Given problem 1
Rewrite the part of the post on Canon Harmon that opens with the words containing "The Rev. Canon" and closes with "(as in terrible.)", changing "formidable" to "capable".
Given problem 2
In the post on Canon Harmon, why does the writer link to Stand Firm rather than to Harmon's own blog?

───── Given text

The Rev. Canon Kendall Harmon of South Carolina imagined the sort of statement he might make to the Primates if he were invited to do so. Canon Harmon is a robust apologist for the realignment folk. (I am linking to Stand Firm. For some reason TitusOneNine, Harmon’s excellent blog, is slow coming up this morning.) Kendall Harmon can be a formidable campaigner and spokesperson. Many of us will remember his statement to the House of Deputies at the close of the vote on confirmation of Bishop Robinson’s election. I thought it was awful in all three senses: awful (as in awesome); awfully good (as a speech) and just plain awful (as in terrible.)
His paper does not say anything new but it states the realignment position on the failings of the Episcopal Church quite skillfully. I believe his analysis is wrong, but admire his ability with words. Here is his summary comment at the close of his litany of Episcopal Church failings in regards to the Windsor Report:
“The Anglican Communion remains torn at our deepest level, and the Windsor Report’s thrust remains our only way forward. The Episcopal Church had one last chance, and they failed, indeed they failed nearly completely. Now some very difficult and painful decisions fall to this primates meeting because the final opportunity was seized upon and not received, and this grieves my heart as it does the hearts of Anglicans throughout the world who are watching and praying for these deliberations at the present time. Indeed, one cannot but believe that the actions and decisions of The Episcopal Church grieve the Holy Spirit in whom we were sealed for the day of redemption (Ephesians 4:30). I pray that that same Holy Spirit will give you wisdom now to deal with this huge crisis with the proper balance of truth and love to take all Anglicans into the future God has for us at the beginning of the twenty first century.”

──────────
───── Supplied records

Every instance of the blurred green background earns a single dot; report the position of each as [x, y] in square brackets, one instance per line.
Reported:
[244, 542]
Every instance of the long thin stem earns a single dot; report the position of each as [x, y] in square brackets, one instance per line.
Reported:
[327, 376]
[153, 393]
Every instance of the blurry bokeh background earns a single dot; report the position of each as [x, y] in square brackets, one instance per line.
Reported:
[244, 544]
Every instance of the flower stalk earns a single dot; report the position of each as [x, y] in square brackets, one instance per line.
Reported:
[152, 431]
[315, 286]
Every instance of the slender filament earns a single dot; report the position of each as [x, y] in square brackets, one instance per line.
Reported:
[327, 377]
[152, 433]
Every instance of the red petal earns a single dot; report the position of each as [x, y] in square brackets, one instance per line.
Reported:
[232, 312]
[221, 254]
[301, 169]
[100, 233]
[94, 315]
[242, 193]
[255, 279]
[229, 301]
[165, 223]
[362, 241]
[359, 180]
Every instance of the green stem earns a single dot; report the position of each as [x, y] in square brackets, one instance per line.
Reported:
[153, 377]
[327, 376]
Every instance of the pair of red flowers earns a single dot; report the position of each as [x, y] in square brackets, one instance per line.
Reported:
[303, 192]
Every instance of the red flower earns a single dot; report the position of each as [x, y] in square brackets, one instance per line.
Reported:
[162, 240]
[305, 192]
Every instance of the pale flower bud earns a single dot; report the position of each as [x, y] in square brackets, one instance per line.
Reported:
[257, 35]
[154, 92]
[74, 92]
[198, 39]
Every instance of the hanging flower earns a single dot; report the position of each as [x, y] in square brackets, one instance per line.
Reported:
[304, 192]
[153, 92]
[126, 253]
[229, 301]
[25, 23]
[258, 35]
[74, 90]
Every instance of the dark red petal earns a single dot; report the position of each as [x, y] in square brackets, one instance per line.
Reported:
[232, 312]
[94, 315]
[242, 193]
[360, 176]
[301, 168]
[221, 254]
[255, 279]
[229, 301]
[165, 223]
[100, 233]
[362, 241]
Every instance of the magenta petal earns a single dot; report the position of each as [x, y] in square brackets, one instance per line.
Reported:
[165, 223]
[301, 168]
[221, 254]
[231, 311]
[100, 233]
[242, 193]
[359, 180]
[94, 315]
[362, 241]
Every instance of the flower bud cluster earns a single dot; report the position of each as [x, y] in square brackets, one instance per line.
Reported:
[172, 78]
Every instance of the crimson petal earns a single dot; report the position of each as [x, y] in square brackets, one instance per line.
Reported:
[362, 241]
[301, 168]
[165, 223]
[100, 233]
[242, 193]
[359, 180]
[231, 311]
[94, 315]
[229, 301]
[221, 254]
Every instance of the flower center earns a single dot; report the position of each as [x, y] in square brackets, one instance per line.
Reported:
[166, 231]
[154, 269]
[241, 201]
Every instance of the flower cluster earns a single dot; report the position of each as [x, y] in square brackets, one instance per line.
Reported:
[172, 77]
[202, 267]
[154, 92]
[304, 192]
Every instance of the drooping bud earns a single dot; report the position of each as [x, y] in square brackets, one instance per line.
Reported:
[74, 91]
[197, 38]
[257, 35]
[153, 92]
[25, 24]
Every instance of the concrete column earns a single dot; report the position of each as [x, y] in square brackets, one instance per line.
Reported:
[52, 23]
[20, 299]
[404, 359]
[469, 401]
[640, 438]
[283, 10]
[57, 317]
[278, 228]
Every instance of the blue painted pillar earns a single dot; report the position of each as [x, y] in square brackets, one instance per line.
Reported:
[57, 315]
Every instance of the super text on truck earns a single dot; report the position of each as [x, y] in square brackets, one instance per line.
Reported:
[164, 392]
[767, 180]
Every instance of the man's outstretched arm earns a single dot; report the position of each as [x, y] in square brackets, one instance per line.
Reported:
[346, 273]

──────────

Full output 1
The Rev. Canon Kendall Harmon of South Carolina imagined the sort of statement he might make to the Primates if he were invited to do so. Canon Harmon is a robust apologist for the realignment folk. (I am linking to Stand Firm. For some reason TitusOneNine, Harmon’s excellent blog, is slow coming up this morning.) Kendall Harmon can be a capable campaigner and spokesperson. Many of us will remember his statement to the House of Deputies at the close of the vote on confirmation of Bishop Robinson’s election. I thought it was awful in all three senses: awful (as in awesome); awfully good (as a speech) and just plain awful (as in terrible.)

Full output 2
Harmon's blog, TitusOneNine, was slow coming up that morning, so the writer linked to Stand Firm instead.